Differentiating Parametric Equations

A LevelAQAEdexcelOCR

Differentiating Parametric Equations Revision

Differentiating Parametric Equations

Recall: Parametric equations are equations that are written as x=f(t), y=g(t), rather than y=f(x).

On the face of it, differentiating them might seem difficult. However, it is made easier by again treating \dfrac{dy}{dx} as a regular fraction.

A LevelAQAEdexcelOCR

Differentiating Parametric Equations is Simple

Recall: The chain rule:

\dfrac{dy}{dx}=\dfrac{dy}{dt}\dfrac{dt}{dx}

By flipping the last fraction:

\dfrac{dy}{dx}=\dfrac{dy}{dt}\div\dfrac{dx}{dt}

So all we need to do is differentiate x and y with respect to t.

# Data section:
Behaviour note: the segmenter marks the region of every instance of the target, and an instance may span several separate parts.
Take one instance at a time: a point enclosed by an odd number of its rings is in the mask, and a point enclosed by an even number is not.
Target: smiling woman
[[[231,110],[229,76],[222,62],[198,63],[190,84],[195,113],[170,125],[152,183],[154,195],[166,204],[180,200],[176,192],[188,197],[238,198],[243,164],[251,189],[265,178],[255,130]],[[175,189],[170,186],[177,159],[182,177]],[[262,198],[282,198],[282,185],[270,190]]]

* * *

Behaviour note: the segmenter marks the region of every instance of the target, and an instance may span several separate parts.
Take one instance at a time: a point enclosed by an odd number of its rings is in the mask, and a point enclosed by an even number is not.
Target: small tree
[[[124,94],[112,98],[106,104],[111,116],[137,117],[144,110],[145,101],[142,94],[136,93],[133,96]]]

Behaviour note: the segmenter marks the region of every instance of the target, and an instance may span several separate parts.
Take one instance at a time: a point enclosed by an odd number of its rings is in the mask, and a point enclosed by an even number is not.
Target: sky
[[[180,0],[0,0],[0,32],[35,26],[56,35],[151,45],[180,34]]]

==

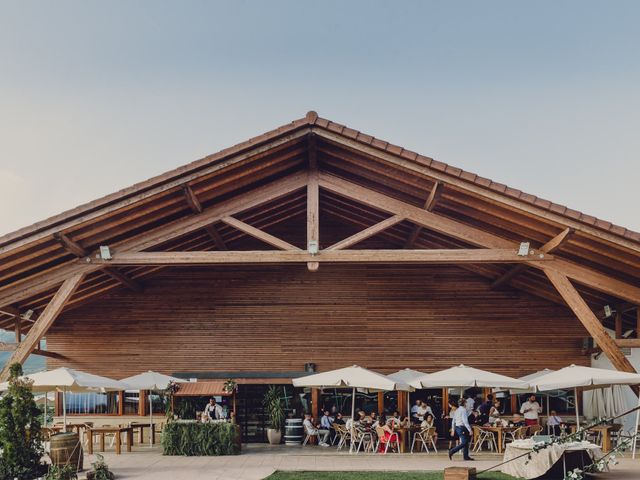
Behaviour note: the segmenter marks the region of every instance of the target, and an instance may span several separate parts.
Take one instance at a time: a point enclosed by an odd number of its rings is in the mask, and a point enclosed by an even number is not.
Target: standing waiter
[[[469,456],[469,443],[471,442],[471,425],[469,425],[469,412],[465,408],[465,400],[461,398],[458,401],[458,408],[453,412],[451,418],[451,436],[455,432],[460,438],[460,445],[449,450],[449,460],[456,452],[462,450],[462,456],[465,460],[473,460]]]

# Problems to solve:
(1) In the parametric differentiation text, what is treated as a regular fraction to make differentiating parametric equations easier?
(2) Do these statements agree with the parametric differentiation text? Answer yes or no for each, quoting the words from that text that decide it.
(a) Parametric equations are written in the form y=f(x).
(b) The formula for dy/dx in terms of t comes from flipping the last fraction in the chain rule.
(c) Only y needs to be differentiated with respect to t.

# Correct answers:
(1) dy/dx is treated as a regular fraction.

(2)
(a) No: "written as x=f(t), y=g(t), rather than y=f(x)"
(b) Yes: "By flipping the last fraction"
(c) No: "all we need to do is differentiate x and y with respect to t"